(Annotation data for locating objects)
START

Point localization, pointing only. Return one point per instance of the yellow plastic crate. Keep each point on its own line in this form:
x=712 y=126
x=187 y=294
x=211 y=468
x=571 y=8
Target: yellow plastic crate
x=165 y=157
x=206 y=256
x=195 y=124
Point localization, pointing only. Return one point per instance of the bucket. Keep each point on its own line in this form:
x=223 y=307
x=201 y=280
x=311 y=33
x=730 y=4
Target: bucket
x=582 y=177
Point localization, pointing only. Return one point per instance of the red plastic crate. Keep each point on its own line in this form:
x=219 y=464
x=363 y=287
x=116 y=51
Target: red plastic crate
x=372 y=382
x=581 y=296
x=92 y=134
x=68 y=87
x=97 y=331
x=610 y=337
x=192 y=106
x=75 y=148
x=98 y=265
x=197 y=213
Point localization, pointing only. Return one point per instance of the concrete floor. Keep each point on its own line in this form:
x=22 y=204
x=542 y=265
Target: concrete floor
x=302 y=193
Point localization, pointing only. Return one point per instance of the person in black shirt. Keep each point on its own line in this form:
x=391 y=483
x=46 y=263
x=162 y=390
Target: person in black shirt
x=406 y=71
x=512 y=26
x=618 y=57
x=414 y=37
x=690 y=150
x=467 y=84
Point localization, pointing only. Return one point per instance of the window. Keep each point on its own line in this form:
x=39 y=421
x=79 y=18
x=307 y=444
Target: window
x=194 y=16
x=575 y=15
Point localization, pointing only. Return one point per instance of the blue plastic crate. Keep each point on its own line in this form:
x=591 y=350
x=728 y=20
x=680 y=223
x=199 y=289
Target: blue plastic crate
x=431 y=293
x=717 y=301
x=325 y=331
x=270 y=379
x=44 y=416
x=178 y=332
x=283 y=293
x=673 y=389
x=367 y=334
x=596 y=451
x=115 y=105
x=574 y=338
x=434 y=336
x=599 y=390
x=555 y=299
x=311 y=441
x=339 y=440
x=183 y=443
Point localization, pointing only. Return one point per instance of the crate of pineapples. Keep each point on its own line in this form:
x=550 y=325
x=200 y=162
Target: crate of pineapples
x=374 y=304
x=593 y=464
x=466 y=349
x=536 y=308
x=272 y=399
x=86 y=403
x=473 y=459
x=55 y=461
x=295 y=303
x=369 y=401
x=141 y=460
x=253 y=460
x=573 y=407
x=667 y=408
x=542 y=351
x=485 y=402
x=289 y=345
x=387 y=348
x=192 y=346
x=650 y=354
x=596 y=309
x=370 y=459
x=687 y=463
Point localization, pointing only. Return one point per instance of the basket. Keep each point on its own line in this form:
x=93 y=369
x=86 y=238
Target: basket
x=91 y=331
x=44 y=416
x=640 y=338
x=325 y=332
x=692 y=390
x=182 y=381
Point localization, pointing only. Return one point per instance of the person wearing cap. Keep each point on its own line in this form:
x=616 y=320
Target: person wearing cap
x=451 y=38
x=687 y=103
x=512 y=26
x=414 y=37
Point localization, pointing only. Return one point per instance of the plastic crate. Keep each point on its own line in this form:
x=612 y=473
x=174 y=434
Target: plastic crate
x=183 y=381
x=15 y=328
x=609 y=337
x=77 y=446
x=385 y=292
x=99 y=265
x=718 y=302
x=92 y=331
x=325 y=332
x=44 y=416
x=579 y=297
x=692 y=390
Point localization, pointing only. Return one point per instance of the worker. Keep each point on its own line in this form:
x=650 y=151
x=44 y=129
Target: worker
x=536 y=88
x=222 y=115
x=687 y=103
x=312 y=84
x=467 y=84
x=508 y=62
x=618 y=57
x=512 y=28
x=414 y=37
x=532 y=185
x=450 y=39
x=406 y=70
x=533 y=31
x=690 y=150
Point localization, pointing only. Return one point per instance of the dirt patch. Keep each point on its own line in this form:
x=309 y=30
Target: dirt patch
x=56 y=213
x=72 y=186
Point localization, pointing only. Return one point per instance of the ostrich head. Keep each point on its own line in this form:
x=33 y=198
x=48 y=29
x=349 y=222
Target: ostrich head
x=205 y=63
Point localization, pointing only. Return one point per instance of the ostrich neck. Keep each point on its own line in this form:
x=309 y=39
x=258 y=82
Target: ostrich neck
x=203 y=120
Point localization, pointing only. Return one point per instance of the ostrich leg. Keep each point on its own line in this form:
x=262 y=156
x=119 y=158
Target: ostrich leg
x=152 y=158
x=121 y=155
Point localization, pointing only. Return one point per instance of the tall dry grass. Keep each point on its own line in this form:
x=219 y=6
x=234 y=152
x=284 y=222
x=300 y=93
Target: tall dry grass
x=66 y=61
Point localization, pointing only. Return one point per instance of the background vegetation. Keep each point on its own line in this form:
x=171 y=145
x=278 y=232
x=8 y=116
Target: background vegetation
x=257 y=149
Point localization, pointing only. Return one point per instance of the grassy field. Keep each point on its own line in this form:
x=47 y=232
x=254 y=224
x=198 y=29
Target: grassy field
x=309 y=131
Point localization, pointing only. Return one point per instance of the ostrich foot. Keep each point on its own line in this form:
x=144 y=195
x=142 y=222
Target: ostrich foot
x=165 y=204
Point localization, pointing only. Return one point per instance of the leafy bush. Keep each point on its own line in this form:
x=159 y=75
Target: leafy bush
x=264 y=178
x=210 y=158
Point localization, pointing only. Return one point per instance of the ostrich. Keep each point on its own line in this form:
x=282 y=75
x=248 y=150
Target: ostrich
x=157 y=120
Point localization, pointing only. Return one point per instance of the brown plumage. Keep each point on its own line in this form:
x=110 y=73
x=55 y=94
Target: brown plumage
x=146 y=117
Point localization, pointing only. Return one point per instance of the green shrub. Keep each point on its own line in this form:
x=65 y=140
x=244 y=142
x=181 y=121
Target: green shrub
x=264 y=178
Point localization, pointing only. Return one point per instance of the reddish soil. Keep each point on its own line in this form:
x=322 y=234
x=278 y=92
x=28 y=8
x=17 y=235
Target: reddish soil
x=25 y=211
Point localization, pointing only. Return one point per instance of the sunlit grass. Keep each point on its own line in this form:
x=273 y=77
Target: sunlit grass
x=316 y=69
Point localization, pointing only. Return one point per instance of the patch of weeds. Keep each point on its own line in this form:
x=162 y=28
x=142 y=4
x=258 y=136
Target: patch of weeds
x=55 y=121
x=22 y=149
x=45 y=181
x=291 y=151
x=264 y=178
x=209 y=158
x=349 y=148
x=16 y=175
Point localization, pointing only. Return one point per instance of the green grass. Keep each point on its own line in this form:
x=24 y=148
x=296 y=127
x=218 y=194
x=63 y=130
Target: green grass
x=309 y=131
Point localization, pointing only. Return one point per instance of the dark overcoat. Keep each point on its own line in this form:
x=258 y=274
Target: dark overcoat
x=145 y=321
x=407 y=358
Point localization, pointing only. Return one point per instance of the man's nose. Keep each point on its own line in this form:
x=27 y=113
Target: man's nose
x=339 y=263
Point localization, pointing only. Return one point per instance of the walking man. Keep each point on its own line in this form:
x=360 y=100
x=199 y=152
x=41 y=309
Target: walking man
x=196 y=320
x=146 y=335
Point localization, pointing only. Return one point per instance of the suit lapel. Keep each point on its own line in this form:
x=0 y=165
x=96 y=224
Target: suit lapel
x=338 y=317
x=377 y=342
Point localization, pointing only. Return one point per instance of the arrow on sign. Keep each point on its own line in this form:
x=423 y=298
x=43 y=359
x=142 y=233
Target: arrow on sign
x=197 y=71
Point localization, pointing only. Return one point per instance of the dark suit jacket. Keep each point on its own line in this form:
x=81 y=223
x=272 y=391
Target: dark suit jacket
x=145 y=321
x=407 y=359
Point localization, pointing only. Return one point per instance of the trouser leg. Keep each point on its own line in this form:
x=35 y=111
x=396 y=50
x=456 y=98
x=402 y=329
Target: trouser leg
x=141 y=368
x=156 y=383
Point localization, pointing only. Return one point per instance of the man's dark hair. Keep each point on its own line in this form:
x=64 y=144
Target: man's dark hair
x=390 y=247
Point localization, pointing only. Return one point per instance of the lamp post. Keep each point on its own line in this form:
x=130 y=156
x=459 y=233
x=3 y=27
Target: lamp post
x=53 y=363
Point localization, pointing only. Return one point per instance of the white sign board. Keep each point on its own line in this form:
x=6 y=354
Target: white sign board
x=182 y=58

END
START

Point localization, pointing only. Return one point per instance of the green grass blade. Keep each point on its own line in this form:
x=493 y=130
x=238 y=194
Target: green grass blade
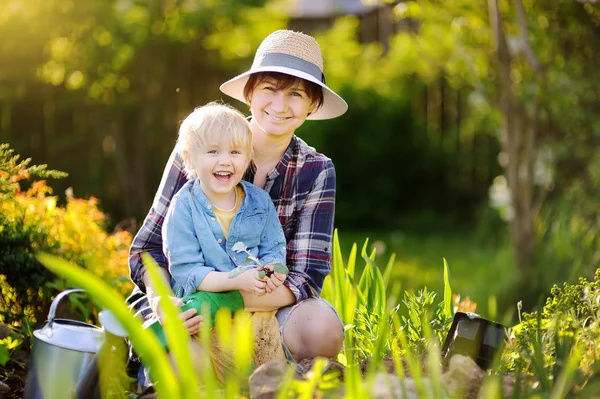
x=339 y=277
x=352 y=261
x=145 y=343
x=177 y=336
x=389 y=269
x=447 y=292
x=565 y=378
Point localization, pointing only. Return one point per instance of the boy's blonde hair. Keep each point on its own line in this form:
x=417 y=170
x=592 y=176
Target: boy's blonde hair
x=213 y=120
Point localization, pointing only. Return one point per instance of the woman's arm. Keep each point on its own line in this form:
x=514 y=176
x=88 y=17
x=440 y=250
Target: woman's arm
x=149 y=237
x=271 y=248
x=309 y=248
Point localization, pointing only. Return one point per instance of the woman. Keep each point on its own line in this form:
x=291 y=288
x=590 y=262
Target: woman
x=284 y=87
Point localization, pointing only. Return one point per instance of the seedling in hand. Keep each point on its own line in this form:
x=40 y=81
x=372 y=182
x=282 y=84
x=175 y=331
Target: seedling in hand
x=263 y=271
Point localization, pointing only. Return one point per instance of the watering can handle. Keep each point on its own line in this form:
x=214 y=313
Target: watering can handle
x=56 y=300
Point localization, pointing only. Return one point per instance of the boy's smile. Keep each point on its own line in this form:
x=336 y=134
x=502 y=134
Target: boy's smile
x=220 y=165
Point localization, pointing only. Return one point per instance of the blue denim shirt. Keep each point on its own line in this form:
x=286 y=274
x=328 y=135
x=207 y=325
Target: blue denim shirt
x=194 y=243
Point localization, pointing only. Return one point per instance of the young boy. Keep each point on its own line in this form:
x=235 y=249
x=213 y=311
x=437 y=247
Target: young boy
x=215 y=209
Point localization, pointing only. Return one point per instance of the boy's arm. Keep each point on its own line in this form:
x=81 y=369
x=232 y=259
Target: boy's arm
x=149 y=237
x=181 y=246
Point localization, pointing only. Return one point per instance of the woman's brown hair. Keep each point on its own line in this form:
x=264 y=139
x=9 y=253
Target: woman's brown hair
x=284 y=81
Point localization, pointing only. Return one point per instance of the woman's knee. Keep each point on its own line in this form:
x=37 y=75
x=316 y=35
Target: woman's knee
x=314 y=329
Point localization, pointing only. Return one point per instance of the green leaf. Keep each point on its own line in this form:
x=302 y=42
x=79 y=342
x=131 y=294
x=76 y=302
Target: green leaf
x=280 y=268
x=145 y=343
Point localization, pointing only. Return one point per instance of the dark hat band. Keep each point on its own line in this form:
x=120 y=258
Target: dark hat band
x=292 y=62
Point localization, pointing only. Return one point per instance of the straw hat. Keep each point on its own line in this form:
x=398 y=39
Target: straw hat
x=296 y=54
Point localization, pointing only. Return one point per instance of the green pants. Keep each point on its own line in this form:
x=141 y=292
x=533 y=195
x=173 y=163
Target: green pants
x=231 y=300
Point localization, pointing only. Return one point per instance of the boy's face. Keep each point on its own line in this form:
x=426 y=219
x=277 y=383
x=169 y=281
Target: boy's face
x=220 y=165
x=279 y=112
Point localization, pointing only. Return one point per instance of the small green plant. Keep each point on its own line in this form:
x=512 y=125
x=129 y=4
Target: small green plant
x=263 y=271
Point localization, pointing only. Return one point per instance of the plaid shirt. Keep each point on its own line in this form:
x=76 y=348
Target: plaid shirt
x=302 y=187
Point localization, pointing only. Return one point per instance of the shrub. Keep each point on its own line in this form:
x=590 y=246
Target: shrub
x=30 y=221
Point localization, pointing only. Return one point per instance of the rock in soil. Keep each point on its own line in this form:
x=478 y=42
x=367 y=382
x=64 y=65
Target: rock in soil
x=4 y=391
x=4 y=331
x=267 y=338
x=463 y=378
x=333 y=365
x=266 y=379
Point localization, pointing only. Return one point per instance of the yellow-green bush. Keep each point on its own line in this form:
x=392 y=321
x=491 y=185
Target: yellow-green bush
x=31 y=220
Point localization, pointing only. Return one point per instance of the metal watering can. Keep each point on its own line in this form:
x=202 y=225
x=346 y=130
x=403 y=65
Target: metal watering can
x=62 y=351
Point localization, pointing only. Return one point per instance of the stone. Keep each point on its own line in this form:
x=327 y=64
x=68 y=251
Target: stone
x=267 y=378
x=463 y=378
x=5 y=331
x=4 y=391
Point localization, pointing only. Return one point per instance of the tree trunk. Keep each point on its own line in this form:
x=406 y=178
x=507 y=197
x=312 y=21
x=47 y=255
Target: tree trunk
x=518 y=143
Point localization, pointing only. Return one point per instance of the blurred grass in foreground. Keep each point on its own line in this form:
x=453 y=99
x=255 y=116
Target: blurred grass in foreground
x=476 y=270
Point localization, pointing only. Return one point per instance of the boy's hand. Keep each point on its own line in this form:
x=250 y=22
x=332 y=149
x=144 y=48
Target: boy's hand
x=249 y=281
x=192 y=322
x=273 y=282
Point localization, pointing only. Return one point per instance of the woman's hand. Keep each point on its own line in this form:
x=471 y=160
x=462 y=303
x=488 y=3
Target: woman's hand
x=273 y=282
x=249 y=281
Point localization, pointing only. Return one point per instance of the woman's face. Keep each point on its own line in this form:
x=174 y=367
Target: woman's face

END
START

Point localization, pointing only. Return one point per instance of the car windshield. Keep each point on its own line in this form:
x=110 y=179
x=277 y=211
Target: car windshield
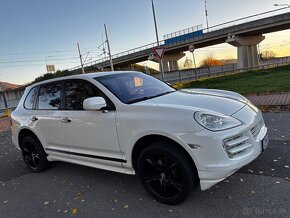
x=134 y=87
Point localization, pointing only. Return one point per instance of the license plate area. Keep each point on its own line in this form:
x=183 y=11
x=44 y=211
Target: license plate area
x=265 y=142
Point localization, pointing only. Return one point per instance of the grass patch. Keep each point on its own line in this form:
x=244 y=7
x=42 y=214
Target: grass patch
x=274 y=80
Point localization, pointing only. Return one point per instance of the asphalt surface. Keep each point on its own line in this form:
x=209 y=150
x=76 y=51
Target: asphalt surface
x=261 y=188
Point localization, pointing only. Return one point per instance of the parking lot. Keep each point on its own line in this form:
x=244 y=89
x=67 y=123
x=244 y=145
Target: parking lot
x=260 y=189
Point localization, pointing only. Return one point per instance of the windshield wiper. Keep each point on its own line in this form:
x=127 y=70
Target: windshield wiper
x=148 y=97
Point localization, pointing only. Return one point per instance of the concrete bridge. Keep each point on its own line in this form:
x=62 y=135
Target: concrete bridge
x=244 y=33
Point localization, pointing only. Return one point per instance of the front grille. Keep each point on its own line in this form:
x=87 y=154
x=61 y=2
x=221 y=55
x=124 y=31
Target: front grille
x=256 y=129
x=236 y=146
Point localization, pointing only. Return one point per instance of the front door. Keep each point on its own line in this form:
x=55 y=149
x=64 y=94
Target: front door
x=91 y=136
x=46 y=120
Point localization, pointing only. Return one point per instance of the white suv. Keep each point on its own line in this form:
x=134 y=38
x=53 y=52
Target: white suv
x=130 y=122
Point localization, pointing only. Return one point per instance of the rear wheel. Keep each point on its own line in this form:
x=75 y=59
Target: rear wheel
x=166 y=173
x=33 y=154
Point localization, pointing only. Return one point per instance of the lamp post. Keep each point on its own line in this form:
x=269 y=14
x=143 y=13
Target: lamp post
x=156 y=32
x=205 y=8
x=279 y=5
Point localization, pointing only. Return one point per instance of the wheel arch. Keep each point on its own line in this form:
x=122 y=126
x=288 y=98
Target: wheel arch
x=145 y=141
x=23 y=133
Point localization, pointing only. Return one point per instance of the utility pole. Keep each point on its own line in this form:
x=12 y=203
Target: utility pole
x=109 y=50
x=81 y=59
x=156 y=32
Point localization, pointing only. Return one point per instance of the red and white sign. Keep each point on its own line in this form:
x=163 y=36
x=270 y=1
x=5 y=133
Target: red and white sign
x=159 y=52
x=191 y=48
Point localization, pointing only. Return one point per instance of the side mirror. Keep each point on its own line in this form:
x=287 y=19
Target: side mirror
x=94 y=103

END

Lay out as a numbered list the lines in the records above, from the line with "the yellow plastic" up to and including the line with "x=197 y=213", leaving out any blank lines.

1. Point localization, pointing only. Return one point per instance of the yellow plastic crate. Keep each point on its own line in this form:
2. x=712 y=126
3. x=187 y=294
4. x=211 y=468
5. x=571 y=8
6. Target: yellow plastic crate
7. x=165 y=157
8. x=206 y=256
9. x=195 y=124
10. Point localization, pointing only. Return one point per instance of the bucket. Keep each point on its own line in this form:
11. x=223 y=307
12. x=201 y=280
13. x=311 y=33
14. x=730 y=4
15. Target: bucket
16. x=582 y=177
17. Point localization, pointing only. Return one point per instance of the red plastic crate. Keep each point on its own line in this form:
18. x=219 y=464
19. x=363 y=287
20. x=116 y=51
21. Target: red plastic crate
22. x=372 y=382
23. x=581 y=296
24. x=92 y=134
25. x=68 y=87
26. x=97 y=331
27. x=610 y=337
28. x=192 y=106
29. x=75 y=148
30. x=98 y=265
31. x=197 y=213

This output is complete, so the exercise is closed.